___ Data in this exercise
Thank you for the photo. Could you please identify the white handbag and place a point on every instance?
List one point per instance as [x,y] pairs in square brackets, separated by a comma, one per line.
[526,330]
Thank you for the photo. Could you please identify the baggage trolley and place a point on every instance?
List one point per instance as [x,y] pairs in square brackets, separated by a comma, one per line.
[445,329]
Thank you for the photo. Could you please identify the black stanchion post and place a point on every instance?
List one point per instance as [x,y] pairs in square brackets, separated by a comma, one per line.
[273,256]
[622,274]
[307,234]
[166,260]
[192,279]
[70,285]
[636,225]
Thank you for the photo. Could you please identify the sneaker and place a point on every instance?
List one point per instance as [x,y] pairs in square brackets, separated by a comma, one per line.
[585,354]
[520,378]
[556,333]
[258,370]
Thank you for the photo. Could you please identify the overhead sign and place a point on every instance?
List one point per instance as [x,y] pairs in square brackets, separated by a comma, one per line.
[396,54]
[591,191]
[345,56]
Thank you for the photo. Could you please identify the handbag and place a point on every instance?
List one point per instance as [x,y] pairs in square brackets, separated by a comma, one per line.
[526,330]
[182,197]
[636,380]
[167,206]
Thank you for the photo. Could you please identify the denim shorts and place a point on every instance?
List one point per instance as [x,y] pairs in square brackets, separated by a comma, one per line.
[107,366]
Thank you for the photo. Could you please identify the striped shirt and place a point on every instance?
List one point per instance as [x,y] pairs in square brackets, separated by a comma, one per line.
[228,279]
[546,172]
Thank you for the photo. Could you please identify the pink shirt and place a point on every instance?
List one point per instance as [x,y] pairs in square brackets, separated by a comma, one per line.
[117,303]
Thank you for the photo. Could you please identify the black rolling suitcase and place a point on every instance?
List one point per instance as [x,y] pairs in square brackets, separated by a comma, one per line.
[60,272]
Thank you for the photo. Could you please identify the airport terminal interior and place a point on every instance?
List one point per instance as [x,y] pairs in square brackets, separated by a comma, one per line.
______
Task goal>
Shift each x and y coordinate in the answers up by 20. Rewrite every line from the one containing "Thank you for the photo. Could you please identify the handbag" through the end of the records, with the requests included.

Task result>
Thank you for the photo. Could you please identify the handbag and place a point on every instance?
List one point per instance as [x,y] pairs in square brackets, separated by a comma, one per line.
[546,350]
[202,217]
[656,400]
[187,226]
Thank you for the photo. Could you please identify the denim shorts and place a point on every instance?
List one point per instance as [x,y] pairs in square brackets, separated by a comma, one per line.
[127,386]
Thank you for the photo. Could you please identify the striped shirt and place a point on every instance?
List one point per instance as [x,y] pairs in square brackets, separated by a comma, one per line.
[248,299]
[566,192]
Thank you for the photo. Could you please identify the pink shirt and place a point on every instance?
List one point per instance as [x,y] pairs in square brackets, separated by a comma, one per line.
[137,323]
Thank you for the photo. Could you please identify the black rolling suitcase and place a point on every instance?
List one point per instance as [x,y] pairs in square brackets, separated by a comma, one per line.
[80,292]
Thank you for the photo. Could you please identify the airport terminal interior and place a point on every instance?
List one point per instance as [x,y] pairs in square brackets, separated by a comma, one per line.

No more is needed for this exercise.